Copia todas las líneas del listado tal como están, sin cambiar nada.

▬▬▬▬▬▬

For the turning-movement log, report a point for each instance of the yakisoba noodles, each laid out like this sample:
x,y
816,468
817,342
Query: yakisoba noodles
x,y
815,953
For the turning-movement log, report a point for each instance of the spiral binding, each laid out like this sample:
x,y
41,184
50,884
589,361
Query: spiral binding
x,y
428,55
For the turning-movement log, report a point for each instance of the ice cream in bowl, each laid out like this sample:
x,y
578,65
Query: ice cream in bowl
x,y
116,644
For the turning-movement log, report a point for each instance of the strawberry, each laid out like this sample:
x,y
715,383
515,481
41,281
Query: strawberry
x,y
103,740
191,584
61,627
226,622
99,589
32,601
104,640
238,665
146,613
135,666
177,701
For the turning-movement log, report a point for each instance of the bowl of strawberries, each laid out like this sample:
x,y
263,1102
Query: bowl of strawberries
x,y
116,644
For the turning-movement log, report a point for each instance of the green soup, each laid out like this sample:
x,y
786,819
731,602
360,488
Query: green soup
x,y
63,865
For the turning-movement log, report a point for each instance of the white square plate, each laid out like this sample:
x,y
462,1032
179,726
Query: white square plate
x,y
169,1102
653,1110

▬▬▬▬▬▬

- Resultado de la tarea
For the turning-movement log, report a point for each instance of the yakisoba noodles, each laid out like this sample:
x,y
816,468
817,342
Query: yakisoba noodles
x,y
815,953
For the turning-movement log, report a point for each instance of the spiral binding, each laid out like this sample:
x,y
41,184
50,884
589,361
Query: spiral binding
x,y
428,55
For the turning-movement log, report a point for each instance of the ice cream in bowl, each laid out like this sample:
x,y
578,65
Query: ice cream in bowl
x,y
116,644
For the turning-movement log, report a point for each instance of the strawberry, each laid out like this sample:
x,y
715,383
515,481
41,281
Query: strawberry
x,y
103,740
191,584
61,627
226,622
99,589
32,601
104,640
238,665
146,613
135,666
177,701
For the turning-movement log, report a point for each instance of the bowl of strawberries, each laid out like this sample:
x,y
263,1102
Query: bowl of strawberries
x,y
116,644
For the turning-movement log, report a point for each instance of the green soup, each laid out like this sample:
x,y
786,819
731,602
360,488
Query: green soup
x,y
63,865
For the turning-movement log, report a point for each instance of the white square plate, each laid out like this sample:
x,y
462,1032
179,726
Query: white square plate
x,y
169,1102
653,1110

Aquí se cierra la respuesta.